» **Aufgabe A**:
Beantworten Sie anhand des Lesetextes folgende Fragen:
(i) Welche Schauspielerin verkörpert die Magd Grusche?
(ii) Wer nimmt sich gemeinsam mit dem „Theater Impuls“ den „Kaukasischen Kreidekreis“ vor?
(iii) In welcher Fassung wird das Stück gezeigt?
» **Aufgabe B**: Führen Sie den Lesetext über die Inszenierung von Brechts „Kaukasischem Kreidekreis“ im Anschluss an seinen letzten Satz weiter.

» **Lesetext**:

Theater:Anarchie und Menschlichkeit

Theater: "Soll ich's zerreißen? Ich kann's nicht!" In Brechts "Kaukasischem Kreidekreis" rettet die Magd Grusche (Christina Matschoss) das Kind der verhassten Gouverneurin, hier in der aktuellen Inszenierung des Theaters Impuls.

"Soll ich's zerreißen? Ich kann's nicht!" In Brechts "Kaukasischem Kreidekreis" rettet die Magd Grusche (Christina Matschoss) das Kind der verhassten Gouverneurin, hier in der aktuellen Inszenierung des Theaters Impuls.

(Foto: Theater Impuls)

Moralinsauer oder raffiniert? Bertolt Brecht bleibt ein Dauerbrenner. Andreas Wiedermann und sein "Theater Impuls" nehmen sich den "Kaukasischen Kreidekreis" vor - nah am Original, aber in gekürzter Fassung.

» **Bereitgestellte Daten**:
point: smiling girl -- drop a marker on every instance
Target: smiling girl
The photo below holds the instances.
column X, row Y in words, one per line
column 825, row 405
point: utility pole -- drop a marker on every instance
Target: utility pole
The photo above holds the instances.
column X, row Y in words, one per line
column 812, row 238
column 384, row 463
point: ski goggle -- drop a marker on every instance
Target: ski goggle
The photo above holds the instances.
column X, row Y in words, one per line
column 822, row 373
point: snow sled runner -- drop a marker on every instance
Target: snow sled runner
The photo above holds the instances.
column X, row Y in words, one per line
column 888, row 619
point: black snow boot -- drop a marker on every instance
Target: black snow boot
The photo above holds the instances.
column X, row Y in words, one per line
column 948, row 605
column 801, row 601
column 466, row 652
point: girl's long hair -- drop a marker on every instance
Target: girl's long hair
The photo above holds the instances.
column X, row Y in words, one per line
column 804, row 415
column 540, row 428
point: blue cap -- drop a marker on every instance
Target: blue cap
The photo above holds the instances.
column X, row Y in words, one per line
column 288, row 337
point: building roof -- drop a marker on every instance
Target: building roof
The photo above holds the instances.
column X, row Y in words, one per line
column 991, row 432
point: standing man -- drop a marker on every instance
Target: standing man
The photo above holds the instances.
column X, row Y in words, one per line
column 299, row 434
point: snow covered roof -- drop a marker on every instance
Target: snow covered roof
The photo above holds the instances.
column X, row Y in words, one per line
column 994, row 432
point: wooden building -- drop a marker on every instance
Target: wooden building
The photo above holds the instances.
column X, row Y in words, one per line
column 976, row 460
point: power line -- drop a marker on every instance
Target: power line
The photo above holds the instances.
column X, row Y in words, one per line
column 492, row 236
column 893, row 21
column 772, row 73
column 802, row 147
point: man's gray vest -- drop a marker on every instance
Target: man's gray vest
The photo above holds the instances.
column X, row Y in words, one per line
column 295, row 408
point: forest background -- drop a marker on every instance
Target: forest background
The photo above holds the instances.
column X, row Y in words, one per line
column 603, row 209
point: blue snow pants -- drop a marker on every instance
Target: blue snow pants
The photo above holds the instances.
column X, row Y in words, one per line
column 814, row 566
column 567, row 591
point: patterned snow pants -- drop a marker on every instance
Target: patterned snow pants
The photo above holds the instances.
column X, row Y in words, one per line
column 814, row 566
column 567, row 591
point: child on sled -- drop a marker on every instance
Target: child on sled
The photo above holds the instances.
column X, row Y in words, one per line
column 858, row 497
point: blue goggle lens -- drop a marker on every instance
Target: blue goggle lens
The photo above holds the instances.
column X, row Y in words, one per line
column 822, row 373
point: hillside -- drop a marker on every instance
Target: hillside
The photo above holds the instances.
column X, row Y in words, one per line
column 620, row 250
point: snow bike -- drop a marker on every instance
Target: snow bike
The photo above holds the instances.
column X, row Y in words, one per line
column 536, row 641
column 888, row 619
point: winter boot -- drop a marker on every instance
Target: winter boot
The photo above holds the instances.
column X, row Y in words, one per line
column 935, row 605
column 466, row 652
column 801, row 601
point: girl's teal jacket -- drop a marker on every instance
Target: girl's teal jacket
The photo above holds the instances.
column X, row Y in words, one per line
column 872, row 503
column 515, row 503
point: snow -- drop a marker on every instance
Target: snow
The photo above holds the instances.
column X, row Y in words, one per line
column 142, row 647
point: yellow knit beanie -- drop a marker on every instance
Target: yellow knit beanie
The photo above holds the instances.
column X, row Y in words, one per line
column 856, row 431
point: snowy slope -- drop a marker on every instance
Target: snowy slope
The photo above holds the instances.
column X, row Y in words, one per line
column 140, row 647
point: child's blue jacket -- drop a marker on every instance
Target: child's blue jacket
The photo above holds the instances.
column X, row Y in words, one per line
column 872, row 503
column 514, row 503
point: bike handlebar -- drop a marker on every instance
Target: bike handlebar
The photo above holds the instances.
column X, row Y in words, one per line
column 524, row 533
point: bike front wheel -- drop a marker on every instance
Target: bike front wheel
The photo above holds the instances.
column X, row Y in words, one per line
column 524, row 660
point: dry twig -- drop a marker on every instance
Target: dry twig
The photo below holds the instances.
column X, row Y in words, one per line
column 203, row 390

» **Ergebnis A**:
(i) Christina Matschoss
(ii) Andreas Wiedermann
(iii) Nah am Original, aber in gekürzter Fassung

» **Ergebnis B**:
Von Jutta Czeguhn

Mit Brecht bin ich durch - Solche Verkündungen werden gerne mit einem abgeklärt abgekämpften Ton unterlegt, so als habe da jemand unter schlimmsten Entbehrungen die Wüste Gobi durchwandert. Alles schon x-mal gesehen, erlebt, verstanden. Aber was eigentlich verstanden?

"An die meisten Autoren, die wir während unserer Schulzeit kennenlernen mussten, erinnern wir uns mit Schrecken. Gegen allergische Automatismen helfen nur die Antihistaminika der Re-Lektüre", sagt Andreas Wiedermann. Und Brecht, der ist da für ihn ein Paradefall: "Seine Texte sind ja viel raffinierter, interessanter und uneindeutiger, als uns die Kollegstufe weismachen wollte. Dieser Autor ist ja im Grunde der Anti-Pädagoge schlechthin, eigentlich Gift für den Lehrbetrieb." Wer etwa Brechts "Dreigroschenoper" als Schullektüre vorschlage, sei entweder Anarchist oder habe das extrem subversive Potenzial dieser Texte nicht verstanden.

"Das Theater Impuls denkt und agiert gerne etwas anti-zyklisch"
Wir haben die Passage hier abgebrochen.